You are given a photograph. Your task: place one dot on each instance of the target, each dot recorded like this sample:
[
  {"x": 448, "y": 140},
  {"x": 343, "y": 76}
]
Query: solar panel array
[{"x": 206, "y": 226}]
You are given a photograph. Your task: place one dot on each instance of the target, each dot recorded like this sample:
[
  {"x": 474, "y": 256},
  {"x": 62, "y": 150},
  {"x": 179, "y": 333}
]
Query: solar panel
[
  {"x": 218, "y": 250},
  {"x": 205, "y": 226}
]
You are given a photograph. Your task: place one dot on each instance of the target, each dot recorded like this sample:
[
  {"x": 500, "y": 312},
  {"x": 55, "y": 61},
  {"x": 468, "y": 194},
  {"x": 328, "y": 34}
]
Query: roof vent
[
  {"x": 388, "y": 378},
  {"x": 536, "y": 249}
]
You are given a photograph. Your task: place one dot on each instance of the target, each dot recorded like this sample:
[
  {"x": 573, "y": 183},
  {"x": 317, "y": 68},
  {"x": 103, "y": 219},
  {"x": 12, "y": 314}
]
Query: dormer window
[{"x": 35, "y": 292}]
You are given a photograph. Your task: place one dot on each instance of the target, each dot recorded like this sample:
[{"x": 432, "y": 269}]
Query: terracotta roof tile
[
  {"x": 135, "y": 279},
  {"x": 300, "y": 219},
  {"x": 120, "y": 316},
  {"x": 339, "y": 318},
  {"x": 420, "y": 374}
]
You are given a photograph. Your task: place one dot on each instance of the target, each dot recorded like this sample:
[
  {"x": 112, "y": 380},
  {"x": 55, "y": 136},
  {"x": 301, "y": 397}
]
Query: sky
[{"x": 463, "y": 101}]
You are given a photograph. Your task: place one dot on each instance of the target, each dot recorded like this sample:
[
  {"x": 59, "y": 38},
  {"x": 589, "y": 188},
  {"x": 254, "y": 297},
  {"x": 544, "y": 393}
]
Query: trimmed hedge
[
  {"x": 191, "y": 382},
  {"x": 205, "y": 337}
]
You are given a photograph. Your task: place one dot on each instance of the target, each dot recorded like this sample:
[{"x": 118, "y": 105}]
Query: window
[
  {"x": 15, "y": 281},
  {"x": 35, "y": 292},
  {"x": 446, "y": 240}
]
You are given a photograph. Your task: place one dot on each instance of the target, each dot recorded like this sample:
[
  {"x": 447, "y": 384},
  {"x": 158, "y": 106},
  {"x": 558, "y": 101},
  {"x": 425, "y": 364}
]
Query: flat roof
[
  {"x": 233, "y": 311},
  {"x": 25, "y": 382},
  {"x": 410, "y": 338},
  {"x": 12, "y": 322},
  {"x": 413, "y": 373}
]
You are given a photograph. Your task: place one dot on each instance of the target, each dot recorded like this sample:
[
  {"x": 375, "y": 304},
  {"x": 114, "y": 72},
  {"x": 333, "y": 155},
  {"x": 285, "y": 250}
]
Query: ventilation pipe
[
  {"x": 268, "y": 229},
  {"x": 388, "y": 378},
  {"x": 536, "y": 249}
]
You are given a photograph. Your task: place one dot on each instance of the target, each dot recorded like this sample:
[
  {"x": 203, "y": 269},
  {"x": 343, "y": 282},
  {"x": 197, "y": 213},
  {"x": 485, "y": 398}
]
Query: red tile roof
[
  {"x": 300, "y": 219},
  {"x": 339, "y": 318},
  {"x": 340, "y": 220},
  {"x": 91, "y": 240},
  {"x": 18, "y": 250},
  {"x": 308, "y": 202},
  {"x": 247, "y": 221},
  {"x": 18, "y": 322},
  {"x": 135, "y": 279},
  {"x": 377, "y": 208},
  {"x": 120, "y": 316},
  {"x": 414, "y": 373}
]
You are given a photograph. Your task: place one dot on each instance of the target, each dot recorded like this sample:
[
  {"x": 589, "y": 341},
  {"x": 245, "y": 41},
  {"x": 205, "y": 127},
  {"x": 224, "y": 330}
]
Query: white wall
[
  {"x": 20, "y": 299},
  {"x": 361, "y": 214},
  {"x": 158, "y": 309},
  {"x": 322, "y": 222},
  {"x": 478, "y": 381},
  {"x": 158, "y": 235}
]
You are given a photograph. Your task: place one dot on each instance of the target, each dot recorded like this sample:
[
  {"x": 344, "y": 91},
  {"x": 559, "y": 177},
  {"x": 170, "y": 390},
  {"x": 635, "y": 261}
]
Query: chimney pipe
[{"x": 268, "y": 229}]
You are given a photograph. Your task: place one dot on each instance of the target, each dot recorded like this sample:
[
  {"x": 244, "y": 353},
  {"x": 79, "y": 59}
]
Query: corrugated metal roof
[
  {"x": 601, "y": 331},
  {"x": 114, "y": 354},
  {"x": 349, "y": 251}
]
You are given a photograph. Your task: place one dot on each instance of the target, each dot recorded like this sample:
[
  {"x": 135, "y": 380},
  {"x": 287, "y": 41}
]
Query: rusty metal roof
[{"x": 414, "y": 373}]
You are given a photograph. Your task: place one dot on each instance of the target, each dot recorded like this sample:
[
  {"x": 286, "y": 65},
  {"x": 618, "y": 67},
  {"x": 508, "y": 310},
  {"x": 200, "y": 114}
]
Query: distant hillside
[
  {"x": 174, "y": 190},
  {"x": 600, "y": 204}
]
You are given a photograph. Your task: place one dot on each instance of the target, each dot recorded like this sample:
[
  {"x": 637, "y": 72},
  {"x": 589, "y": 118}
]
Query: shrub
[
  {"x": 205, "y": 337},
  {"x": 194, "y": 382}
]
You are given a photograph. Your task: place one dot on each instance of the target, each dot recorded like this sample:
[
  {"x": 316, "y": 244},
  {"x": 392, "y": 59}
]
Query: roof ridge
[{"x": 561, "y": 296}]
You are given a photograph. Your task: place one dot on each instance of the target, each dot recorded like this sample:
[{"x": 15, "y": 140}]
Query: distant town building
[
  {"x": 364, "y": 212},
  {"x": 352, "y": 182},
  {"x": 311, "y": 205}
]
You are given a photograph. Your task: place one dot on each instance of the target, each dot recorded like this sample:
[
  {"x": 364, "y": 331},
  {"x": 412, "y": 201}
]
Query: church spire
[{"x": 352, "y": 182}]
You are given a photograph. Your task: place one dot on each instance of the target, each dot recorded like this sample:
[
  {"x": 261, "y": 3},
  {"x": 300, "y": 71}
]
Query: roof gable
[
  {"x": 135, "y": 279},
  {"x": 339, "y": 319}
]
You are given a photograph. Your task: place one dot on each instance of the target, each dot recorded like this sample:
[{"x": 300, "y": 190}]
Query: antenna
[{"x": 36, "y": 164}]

Given instruction:
State how many lines in the data above contain the string "solar", where case counts, and reply with that number alone.

Exercise solution:
2